**Set exercise**
Find the line containing "Note: for each instance of the swimming". Reproduce it and every line after it up to the end of the records, exactly as written.

Dataset excerpts on object pointing

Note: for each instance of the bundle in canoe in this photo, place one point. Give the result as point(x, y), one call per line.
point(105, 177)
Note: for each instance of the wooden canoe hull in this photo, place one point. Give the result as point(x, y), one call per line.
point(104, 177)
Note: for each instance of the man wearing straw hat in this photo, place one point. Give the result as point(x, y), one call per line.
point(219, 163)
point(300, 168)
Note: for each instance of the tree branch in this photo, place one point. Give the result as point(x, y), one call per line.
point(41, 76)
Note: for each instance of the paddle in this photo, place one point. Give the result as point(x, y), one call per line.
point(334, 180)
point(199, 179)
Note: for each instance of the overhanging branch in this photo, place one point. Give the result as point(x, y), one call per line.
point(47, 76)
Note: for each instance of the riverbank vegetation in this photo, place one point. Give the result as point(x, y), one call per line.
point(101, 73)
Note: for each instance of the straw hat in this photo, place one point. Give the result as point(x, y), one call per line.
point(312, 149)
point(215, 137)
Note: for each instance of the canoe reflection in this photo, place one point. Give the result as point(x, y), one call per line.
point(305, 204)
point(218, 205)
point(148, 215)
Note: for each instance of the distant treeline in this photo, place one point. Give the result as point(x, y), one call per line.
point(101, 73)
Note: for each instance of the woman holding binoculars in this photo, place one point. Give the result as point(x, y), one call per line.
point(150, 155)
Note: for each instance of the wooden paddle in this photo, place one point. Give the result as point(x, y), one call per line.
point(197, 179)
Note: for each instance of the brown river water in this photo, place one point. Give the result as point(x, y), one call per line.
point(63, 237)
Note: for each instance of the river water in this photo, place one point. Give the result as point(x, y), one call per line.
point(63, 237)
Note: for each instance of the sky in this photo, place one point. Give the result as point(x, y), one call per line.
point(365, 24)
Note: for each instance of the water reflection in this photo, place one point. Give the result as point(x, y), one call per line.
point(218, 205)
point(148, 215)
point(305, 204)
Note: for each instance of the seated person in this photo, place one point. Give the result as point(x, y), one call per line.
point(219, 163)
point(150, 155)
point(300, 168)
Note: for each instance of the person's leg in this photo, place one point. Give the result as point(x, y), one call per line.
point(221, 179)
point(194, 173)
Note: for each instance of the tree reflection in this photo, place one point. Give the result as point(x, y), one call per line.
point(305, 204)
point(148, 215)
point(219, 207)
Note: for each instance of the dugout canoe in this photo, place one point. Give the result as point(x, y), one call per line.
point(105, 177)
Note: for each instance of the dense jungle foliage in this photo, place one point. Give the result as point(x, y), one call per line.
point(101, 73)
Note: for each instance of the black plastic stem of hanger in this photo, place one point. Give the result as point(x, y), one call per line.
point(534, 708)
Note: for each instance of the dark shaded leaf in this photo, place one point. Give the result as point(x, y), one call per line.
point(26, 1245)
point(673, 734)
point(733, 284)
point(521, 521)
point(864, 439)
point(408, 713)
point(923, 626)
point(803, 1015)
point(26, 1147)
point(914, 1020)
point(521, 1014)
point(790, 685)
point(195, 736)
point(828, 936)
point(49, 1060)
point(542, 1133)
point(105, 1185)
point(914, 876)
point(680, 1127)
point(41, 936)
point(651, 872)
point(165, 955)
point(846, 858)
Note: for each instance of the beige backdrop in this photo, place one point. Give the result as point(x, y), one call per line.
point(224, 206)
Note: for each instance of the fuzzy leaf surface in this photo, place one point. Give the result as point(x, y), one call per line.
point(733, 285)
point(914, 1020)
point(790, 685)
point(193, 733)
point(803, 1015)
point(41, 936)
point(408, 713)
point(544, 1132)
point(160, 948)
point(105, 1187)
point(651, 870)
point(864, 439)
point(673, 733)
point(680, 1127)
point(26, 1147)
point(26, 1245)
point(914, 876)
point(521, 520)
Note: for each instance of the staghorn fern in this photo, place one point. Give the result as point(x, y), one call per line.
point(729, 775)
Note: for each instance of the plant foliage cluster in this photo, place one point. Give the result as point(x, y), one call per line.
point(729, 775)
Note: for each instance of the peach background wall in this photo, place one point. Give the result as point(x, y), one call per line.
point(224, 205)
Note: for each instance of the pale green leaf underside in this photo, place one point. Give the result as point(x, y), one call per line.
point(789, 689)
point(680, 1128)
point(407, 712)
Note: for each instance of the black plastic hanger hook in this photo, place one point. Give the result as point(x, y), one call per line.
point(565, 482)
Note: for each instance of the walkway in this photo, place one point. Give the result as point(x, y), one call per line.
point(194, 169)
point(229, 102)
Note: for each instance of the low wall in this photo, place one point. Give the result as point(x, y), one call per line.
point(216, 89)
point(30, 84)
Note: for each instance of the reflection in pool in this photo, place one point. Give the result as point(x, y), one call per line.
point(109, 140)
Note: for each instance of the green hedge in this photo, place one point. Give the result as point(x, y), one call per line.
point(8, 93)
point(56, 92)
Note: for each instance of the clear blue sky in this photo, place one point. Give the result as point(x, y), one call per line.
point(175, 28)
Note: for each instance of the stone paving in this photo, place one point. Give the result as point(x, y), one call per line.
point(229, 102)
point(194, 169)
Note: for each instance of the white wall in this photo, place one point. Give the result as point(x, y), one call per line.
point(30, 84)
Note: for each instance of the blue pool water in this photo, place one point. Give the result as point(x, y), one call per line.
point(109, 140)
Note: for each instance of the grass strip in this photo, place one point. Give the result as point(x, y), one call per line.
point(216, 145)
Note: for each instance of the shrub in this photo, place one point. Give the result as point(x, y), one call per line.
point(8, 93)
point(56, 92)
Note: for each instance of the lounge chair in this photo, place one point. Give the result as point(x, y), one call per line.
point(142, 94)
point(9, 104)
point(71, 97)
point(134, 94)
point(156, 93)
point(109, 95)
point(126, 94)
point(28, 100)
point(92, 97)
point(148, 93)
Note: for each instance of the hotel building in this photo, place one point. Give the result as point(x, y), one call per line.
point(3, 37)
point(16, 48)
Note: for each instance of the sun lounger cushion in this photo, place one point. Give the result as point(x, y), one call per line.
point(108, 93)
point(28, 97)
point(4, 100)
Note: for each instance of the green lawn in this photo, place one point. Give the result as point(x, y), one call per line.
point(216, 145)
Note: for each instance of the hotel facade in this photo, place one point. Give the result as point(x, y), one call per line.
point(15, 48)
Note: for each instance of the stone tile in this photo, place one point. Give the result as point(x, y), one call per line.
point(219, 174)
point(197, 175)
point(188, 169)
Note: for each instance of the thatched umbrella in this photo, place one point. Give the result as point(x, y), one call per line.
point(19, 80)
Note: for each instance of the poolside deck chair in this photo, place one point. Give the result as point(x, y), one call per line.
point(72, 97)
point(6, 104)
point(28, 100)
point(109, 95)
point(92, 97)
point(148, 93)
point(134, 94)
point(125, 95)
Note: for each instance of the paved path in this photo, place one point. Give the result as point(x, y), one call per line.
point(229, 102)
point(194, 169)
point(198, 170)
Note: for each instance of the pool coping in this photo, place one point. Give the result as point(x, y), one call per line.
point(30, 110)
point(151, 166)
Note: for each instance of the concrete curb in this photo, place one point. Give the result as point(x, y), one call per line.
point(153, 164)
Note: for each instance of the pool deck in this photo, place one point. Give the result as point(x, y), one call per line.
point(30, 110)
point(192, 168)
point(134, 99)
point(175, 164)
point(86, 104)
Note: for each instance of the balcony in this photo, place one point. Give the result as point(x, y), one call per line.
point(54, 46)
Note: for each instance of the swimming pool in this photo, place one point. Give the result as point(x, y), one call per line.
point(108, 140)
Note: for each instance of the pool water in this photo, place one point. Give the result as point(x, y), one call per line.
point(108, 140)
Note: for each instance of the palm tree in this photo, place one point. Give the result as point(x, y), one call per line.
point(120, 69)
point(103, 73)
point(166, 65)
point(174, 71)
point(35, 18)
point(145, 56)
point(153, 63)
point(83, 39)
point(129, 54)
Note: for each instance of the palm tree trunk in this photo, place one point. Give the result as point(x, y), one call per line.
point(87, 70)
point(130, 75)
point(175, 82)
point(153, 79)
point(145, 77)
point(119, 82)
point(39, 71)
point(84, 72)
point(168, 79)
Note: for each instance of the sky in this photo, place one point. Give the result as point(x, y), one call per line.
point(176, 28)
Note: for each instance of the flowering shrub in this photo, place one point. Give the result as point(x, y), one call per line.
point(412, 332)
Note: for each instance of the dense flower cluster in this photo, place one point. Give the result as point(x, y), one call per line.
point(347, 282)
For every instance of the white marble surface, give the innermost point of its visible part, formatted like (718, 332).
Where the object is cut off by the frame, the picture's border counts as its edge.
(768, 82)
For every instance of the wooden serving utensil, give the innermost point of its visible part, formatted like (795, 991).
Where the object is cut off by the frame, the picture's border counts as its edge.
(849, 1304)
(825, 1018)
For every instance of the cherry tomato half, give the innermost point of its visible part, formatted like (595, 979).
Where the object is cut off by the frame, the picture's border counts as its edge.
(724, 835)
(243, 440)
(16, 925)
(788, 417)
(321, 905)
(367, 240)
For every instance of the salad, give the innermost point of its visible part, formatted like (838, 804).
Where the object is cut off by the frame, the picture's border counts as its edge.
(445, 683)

**Exercise output**
Note: for each instance of the swimming pool in this photo, place one point. Give the result as point(x, y), one call per line.
point(108, 140)
Note: for each instance of the pool water in this photo, place one point. Give the result as point(x, y), one call per line.
point(108, 140)
Note: for each instance of the palm tree in this photo, place one point. Give the result as point(x, y), one call per line.
point(120, 69)
point(103, 73)
point(166, 65)
point(174, 71)
point(35, 18)
point(145, 56)
point(153, 63)
point(83, 39)
point(129, 54)
Note: for each instance of the palm tree trunk in this photo, place one point. Give the result as point(x, y), one call per line.
point(87, 70)
point(130, 75)
point(175, 82)
point(153, 79)
point(145, 77)
point(119, 82)
point(39, 71)
point(84, 72)
point(168, 79)
Note: for each instance of the sky in this photo, place one point. Give the result as point(x, y), one call per line.
point(176, 28)
Note: for each instance of the flowering shrub in this photo, place one point. Give the result as point(x, y), one call per line.
point(412, 332)
Note: for each instance of the dense flower cluster in this photo, place one point. Give the result as point(x, y), one call per line.
point(347, 282)
For every instance of the white marble surface, give the innermost point of its visible part, formatted like (718, 332).
Where the object is cut off by the frame, the picture's border counts as its edge.
(768, 82)
For every instance of the wooden serving utensil, give the innermost point of its visible part, formatted like (795, 991).
Where the object is cut off by the frame, the picture's border counts as its edge.
(849, 1304)
(825, 1018)
For every instance of the cherry tomato half, give the innermost point of its visible part, formatted like (595, 979).
Where the object is cut off by the frame, the picture's border counts as its edge.
(724, 835)
(243, 440)
(16, 925)
(788, 417)
(321, 905)
(367, 240)
For every instance of the salad, give the innermost point of its visible part, formatted like (838, 804).
Where the object is cut off by the frame, the picture's border counts as its edge.
(445, 683)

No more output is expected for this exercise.